What the task asks:
Reproduce word for word the part of the Auschwitz visit account that starts at "It's what the" and stops after "or school campus.".

Selected extract:

Half of the English-speakers headed off with the tour operator. My group was paired up with another guide. He was a Polish man, tall and sturdy, with a simple, round face, North Face jacket and ski cap. When he spoke, I turned up the volume on my headset. Despite his size, his voice was soft, gentle, consumed with reverence for his work, for the history he shared with us. I was in awe of his demeanor, of the way he settled my nerves, and grateful to not have the French woman.*
We began at the entrance.
Work Will Set You Free.
It's what the wrought iron sign says over the entrance to Auschwitz Concentration Camp, but in German. Last year, someone stole the original sign and it's not yet been recovered. The new sign is an exact replica and holds the same meaning, the same ironic horror as the original. We passed under the sign and, except for the ten-feet-tall barbed wire around the perimeter, it looked like a hospital or school campus.
But it smells like death.
I was not prepared for the smell that lingers at Auschwitz. It was gray and char and dust and old and bones. It smelled like bodies and it smelled like despair. Almost two months later, whenever I look at the few pictures I took at Auschwitz I can still smell the Death Camp.
We walked toward the back of the camp. It was smaller than I'd imagined, considering the millions who suffered there. When our guide told us how thousands of people lived in each barrack at one time, I was unable to comprehend the logistics of that many people in that little space.
At first, the Jews and other groups (gypsies, handicapped, political prisoners) who were brought to the camps were told they were simply being relocated. In some places, Greece for example, the propaganda was laid on so thickly that Jews there would sell all their possessions to buy a train ticket to Poland. They wanted to go. They turned their lives upside down and rid themselves of everything they'd worked for save a few precious items because they'd been told these camps were the new Promised Land. In a world such as ours where social media has made it nearly impossible to not be informed, to not have an opinion on every side of every issue available at the touch of my fingertips, I could hardly grasp the concept that propaganda could distort so completely. By this time, many people in Germany and Poland knew about the systematic murders at the camps. But in other countries, they thought the camps meant freedom. One display at the camp showed the tickets murdered Jews had purchased with their own money. It was monstrous.

Information provided:

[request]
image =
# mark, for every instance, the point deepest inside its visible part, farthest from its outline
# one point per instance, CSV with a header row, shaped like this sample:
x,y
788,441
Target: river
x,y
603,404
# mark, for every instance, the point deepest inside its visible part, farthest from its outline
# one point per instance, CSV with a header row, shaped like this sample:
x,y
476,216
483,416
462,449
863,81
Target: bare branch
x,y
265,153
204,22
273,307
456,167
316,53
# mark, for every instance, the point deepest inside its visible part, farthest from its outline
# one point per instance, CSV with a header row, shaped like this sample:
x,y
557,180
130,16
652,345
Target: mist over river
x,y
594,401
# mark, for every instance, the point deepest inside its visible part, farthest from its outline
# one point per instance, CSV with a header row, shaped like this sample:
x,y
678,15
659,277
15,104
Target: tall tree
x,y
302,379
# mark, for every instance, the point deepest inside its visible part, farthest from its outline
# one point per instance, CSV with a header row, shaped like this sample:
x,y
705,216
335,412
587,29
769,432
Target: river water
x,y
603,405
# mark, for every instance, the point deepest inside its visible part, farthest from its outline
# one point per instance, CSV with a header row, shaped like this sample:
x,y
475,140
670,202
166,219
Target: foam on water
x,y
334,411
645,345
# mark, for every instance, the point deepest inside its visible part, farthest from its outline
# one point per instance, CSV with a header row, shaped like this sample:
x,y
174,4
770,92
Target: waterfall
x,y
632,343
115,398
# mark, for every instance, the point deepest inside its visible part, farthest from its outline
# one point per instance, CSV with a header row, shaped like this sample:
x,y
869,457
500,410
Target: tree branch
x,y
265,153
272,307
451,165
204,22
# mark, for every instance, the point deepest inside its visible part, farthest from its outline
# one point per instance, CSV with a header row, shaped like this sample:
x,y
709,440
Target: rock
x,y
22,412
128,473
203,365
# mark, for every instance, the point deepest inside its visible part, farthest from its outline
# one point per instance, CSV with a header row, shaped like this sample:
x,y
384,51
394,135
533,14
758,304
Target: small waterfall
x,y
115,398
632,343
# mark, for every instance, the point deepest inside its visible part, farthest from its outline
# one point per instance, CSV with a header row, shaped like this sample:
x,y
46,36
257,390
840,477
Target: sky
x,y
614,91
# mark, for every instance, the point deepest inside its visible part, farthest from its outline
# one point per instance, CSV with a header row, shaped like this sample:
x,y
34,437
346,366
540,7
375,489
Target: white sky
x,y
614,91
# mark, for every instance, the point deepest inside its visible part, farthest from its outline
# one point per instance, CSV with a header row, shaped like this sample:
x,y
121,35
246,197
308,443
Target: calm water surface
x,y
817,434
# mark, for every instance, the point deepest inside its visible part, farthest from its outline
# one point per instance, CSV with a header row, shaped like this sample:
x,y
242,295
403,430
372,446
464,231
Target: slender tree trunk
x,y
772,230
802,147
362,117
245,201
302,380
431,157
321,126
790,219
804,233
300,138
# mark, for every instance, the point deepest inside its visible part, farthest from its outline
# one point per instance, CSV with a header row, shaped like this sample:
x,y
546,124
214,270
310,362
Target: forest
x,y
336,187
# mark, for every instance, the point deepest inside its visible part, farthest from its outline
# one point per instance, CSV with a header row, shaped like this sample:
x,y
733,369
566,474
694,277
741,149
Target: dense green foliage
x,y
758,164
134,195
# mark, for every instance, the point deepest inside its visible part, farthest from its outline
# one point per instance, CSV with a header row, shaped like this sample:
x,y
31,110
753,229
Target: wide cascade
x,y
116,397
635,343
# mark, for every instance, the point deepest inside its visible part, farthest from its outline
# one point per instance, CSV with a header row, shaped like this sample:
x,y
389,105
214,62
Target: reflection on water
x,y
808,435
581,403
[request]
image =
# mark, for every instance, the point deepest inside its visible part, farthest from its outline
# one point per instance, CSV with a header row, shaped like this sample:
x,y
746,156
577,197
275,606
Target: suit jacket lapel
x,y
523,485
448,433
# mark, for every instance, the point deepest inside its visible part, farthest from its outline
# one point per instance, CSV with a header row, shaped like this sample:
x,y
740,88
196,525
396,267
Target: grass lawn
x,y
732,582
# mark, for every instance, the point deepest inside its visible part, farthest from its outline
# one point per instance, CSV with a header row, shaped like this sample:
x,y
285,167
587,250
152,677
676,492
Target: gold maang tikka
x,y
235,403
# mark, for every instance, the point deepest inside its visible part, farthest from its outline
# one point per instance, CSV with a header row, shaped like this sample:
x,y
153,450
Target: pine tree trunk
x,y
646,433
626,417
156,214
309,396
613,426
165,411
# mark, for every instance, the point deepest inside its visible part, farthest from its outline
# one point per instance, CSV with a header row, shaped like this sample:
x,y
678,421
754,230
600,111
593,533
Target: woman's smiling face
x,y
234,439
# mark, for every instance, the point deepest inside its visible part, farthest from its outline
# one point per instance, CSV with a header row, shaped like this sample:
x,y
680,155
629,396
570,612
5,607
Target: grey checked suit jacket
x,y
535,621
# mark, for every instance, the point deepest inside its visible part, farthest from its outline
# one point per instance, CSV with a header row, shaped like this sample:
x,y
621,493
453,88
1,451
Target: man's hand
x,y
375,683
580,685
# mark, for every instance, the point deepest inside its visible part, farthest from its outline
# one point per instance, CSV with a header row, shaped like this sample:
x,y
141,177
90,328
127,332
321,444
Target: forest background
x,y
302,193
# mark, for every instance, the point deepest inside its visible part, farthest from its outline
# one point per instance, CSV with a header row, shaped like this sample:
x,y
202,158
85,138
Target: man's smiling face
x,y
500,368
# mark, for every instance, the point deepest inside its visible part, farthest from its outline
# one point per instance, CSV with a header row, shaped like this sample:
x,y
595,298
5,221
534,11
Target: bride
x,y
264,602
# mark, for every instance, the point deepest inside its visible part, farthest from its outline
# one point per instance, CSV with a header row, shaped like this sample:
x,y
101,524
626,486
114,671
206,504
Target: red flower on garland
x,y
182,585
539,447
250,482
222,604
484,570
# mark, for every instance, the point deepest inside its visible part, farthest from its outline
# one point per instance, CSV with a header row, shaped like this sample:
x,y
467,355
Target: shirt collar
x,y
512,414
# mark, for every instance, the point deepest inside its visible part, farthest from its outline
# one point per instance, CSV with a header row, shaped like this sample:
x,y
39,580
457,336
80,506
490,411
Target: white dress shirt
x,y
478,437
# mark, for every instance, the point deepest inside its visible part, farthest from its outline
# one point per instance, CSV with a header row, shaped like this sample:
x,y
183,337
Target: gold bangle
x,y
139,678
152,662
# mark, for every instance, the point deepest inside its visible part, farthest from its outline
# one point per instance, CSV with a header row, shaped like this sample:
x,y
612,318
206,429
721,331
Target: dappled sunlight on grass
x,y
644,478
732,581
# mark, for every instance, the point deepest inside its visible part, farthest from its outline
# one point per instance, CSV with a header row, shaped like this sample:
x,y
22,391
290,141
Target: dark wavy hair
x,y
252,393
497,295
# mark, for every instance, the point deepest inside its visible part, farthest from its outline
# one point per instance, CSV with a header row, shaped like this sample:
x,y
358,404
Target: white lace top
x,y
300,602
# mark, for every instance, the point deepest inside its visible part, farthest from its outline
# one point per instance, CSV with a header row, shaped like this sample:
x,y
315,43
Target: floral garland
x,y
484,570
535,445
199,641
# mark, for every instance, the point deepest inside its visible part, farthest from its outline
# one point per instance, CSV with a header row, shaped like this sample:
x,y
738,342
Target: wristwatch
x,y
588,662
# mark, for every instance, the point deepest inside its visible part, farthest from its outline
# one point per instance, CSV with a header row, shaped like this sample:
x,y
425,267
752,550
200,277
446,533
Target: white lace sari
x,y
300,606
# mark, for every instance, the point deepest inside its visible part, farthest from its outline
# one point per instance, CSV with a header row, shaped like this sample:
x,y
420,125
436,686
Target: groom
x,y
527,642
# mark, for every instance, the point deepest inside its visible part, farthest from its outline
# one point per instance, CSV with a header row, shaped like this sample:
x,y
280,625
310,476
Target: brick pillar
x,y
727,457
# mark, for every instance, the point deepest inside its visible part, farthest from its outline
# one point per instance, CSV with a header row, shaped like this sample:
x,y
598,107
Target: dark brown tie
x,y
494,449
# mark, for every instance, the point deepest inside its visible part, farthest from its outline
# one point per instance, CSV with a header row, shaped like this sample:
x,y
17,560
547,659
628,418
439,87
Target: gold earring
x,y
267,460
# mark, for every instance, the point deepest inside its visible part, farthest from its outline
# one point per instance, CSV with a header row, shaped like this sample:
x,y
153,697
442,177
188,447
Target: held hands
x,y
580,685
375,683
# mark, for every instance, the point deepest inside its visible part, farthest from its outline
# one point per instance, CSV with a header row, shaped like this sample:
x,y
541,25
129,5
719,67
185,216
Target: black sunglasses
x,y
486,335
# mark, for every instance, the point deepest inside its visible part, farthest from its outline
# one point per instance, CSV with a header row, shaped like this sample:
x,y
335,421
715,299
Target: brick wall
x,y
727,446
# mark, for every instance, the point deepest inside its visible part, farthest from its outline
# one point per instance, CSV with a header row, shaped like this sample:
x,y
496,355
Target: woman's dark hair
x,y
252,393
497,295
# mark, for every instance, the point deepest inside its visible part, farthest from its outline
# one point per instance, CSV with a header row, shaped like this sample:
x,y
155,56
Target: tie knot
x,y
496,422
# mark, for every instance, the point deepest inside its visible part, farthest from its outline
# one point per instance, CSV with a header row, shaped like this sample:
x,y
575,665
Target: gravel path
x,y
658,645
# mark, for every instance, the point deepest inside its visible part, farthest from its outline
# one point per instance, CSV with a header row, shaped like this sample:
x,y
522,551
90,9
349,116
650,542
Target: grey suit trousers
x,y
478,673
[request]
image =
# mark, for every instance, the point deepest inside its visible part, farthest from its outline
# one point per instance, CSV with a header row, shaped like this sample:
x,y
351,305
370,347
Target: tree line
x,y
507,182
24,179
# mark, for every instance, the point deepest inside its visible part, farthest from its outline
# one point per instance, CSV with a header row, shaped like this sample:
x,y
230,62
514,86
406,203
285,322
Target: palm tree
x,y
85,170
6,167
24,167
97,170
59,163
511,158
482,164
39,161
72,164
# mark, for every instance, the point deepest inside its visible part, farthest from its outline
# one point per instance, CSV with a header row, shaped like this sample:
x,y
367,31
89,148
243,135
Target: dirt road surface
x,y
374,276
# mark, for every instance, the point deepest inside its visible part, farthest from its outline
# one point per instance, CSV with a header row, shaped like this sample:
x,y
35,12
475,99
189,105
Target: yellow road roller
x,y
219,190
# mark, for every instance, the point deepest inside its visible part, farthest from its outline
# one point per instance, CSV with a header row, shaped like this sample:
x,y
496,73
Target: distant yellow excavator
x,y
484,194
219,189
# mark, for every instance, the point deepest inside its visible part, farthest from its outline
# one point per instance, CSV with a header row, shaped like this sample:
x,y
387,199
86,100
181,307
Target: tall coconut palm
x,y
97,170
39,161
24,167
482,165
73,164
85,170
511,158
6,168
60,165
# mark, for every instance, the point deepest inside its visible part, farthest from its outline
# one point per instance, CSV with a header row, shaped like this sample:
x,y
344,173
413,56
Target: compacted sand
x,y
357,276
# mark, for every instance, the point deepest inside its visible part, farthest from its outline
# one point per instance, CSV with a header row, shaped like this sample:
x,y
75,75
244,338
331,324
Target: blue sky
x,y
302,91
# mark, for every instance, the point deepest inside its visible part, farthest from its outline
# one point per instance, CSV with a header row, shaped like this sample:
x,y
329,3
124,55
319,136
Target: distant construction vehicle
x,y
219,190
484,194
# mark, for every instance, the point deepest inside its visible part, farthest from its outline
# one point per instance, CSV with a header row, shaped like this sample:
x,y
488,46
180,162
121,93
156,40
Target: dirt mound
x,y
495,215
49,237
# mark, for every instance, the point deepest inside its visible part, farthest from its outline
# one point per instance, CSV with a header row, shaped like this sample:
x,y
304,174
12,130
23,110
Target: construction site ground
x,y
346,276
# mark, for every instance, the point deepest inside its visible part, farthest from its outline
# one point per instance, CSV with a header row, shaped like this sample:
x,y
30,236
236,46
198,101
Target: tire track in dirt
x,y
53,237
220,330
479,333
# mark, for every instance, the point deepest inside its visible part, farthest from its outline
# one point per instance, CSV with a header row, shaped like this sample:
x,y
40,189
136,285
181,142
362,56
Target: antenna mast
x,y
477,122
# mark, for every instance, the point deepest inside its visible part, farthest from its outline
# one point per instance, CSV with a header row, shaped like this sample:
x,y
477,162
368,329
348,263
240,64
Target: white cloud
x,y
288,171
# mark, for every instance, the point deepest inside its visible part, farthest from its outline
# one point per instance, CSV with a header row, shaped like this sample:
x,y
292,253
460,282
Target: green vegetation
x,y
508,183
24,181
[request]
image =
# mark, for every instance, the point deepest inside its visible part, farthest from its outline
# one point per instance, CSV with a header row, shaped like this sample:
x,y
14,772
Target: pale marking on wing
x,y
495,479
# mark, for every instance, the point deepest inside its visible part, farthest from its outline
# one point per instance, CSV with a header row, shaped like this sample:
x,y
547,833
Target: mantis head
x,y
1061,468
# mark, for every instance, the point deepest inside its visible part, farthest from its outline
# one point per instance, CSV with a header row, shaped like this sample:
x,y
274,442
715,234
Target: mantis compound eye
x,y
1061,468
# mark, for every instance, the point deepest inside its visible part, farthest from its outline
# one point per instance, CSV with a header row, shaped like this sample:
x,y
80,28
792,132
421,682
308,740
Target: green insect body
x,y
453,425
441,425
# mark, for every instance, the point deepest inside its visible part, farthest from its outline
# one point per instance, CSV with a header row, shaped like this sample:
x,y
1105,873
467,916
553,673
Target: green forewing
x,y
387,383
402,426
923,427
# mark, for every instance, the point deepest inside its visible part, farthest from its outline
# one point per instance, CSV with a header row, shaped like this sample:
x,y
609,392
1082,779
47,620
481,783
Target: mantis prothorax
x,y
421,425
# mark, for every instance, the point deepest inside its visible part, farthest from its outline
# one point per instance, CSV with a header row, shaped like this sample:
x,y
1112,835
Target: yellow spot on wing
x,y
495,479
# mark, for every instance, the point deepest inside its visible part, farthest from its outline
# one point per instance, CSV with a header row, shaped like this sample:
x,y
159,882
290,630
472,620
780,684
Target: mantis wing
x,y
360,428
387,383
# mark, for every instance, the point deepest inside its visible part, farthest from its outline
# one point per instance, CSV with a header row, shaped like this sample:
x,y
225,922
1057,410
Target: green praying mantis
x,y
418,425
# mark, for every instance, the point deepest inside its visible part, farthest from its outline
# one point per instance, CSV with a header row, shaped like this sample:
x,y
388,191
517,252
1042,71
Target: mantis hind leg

Response to this exercise:
It's what the wrought iron sign says over the entrance to Auschwitz Concentration Camp, but in German. Last year, someone stole the original sign and it's not yet been recovered. The new sign is an exact replica and holds the same meaning, the same ironic horror as the original. We passed under the sign and, except for the ten-feet-tall barbed wire around the perimeter, it looked like a hospital or school campus.